* **Problem statement**
What lines of the data below hold the string "Target"? Copy each one.

* **Given information**
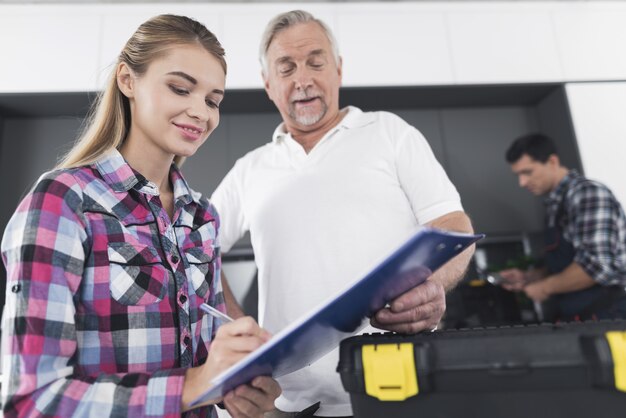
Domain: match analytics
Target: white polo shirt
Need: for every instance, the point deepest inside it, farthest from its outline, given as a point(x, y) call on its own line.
* * *
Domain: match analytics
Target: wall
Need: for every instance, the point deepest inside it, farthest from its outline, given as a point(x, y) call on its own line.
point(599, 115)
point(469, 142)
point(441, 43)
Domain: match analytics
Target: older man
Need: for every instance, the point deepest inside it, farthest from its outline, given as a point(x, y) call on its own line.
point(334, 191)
---
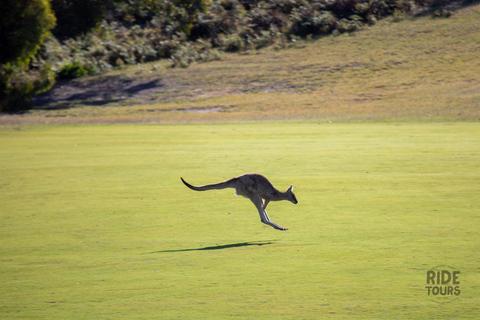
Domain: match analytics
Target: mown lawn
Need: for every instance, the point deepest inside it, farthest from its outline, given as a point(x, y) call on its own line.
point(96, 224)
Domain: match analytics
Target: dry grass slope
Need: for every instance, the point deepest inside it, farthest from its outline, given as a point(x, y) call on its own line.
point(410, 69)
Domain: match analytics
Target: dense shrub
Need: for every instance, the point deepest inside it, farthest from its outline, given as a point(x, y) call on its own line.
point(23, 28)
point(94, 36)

* **Solution to this problem**
Target: white polo shirt
Target: wall
Target: older man
Target: mown lawn
Target: dry grass slope
Target: dense shrub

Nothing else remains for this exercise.